**Try it:** In the text on OCD, what name is given to the brain's gear-shifting system?

**Quoted passage:**
☆ ☆ ☆ ☆ ☆

So I dove into the literature on OCD. Some of the most helpful work came from Dr. Jeffrey Schwartz, author of Brainlock. Brainlock describes what happens in the brain of a person with OCD, and it prescribes a plan for changing your brain by changing your behavior.

And let me tell you, this plan works. Of course, it only works if you implement the strategies, but the strategies are highly effective. (Watch this 30-minute video for an introduction to the four-step plan for treating OCD.)

Basically what happens in that the gear-shifting system in the brain (the cingulate system) is “sticky.” It doesn’t shift well. So when a thought, usually something bothersome, dangerous, or anxiety-provoking, comes into an OCD mind, it literally cannot leave. The thought is physically stuck on a loop. The brain can’t move from anxiety to safety because the gear shift is faulty.

It takes a lot of work to shift gears, especially at the beginning of treatment. And it is this lack of ability to flex that causes us to say no automatically. We don’t think through our answers; we just say no. We can’t shift our attention very easily, and NO is always an easy answer to give.

My husband, who works as a pastoral counselor, has a lot of books on mental and emotional health laying around the house. One of them is Dr. Daniel Amen’s Change Your Brain, Change Your Life. I picked it up and flipped to the sections on fear & anxiety and on worry & obsessiveness.

It was in the section on worry & obsessiveness that I discovered the name of my adversary: the Automatic No. It was in the pages of that chapter that I came face to face with my tendency to destroy fun in a relationship.

☆ ☆ ☆ ☆ ☆

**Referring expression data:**

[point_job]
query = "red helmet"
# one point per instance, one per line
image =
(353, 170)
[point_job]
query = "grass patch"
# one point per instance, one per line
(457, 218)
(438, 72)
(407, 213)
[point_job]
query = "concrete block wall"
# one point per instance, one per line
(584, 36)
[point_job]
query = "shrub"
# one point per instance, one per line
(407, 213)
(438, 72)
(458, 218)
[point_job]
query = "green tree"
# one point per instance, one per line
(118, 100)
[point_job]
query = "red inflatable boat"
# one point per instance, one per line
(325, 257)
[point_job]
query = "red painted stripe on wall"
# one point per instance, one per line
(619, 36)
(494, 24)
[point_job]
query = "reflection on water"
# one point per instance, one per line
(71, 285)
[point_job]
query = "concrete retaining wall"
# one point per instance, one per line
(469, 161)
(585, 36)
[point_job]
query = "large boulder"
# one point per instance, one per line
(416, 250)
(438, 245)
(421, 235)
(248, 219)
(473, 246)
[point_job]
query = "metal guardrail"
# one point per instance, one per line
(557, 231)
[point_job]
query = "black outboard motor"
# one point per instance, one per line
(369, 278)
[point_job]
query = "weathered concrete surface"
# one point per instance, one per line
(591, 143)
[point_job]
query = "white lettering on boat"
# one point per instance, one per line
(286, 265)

☆ ☆ ☆ ☆ ☆

**Your response:** The cingulate system.